Given exercise
Lines before the one containing "Target: pink plastic chair" are excluded. Repeat that line and every line after it, exactly.

Supplied records

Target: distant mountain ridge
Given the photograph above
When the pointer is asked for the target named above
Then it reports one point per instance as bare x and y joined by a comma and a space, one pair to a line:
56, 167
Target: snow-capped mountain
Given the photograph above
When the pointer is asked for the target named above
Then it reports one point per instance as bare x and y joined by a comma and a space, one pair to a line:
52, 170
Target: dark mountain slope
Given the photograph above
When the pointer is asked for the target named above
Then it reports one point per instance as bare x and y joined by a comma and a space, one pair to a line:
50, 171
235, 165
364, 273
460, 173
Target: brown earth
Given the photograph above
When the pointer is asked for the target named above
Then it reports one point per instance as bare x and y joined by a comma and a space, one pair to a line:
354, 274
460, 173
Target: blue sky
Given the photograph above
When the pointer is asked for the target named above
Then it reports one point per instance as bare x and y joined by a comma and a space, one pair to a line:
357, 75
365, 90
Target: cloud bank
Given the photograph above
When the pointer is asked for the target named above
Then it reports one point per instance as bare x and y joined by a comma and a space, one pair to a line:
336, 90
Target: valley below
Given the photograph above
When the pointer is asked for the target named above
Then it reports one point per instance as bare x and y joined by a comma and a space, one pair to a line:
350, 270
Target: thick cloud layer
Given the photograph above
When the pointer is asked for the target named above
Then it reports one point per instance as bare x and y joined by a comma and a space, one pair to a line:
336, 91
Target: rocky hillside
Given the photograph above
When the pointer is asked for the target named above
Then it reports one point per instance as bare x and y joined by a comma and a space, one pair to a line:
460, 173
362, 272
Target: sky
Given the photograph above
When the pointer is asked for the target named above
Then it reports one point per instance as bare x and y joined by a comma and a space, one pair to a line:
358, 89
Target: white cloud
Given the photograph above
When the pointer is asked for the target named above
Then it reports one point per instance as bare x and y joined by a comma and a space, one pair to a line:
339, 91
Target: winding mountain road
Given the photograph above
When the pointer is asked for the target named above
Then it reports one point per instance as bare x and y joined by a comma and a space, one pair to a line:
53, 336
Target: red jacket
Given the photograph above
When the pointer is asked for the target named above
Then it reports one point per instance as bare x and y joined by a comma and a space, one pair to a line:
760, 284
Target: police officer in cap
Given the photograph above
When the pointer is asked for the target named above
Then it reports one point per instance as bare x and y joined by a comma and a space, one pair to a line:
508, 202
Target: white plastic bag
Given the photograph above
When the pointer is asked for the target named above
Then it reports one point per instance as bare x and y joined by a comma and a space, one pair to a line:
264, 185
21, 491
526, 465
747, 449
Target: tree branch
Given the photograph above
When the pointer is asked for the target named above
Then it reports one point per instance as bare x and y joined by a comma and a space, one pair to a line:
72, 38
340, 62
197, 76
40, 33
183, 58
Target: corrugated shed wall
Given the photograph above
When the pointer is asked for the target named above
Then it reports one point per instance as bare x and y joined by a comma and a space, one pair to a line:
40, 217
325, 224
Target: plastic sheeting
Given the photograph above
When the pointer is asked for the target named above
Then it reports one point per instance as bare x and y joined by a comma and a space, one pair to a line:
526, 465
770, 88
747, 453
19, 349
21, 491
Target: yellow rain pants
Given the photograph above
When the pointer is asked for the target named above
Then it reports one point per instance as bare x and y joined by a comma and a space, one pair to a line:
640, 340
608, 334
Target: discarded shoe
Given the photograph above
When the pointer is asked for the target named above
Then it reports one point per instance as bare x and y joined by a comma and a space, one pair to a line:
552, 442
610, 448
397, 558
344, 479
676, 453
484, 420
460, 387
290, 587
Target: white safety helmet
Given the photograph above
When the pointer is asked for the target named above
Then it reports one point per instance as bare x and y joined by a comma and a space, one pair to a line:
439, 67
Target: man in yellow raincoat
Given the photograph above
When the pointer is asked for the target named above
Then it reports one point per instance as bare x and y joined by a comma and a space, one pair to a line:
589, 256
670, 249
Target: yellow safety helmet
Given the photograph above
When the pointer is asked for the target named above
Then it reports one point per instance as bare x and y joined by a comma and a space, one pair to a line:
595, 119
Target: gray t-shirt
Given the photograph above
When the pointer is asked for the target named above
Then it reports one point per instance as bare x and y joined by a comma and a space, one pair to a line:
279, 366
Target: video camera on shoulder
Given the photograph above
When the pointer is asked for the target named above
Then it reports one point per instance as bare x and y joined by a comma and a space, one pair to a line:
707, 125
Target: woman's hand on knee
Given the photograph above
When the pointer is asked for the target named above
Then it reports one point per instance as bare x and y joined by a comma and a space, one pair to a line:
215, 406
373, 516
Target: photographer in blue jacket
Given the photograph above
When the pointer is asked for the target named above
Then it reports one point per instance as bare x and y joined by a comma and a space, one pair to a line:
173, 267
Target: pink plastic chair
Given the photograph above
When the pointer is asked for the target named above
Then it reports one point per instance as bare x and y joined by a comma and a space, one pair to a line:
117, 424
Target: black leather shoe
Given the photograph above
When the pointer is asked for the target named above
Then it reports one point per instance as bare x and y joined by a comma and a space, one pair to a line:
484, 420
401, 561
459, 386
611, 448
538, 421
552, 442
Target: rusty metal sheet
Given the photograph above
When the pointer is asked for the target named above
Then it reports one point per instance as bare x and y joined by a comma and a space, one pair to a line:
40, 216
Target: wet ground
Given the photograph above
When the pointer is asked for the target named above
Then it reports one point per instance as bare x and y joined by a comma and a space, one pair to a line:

Solution for this exercise
Target: pink plastic chair
Given the photograph above
When the pointer is asked for the target named above
Then it reports one point per instance as bare x and y joined by a comma and a space, one pair to a line:
117, 424
Target: black leather shoe
Given the photograph above
When the pointer is asked for the target named above
Then it reports one point per instance as bare x and y joined by a comma and a space, one pair to a line:
484, 420
401, 561
459, 386
611, 448
538, 421
552, 442
Target: rusty metal sheet
Given the photograph above
When the pointer is asked for the target named above
Then it reports one point per instance as bare x and y joined by a comma and a space, one pair to a line:
40, 216
Target: wet ground
Given the photograph above
When the pointer is asked for the target named above
Then it reports one point per instance as bare x and y joined by a comma and a space, one pair to a line:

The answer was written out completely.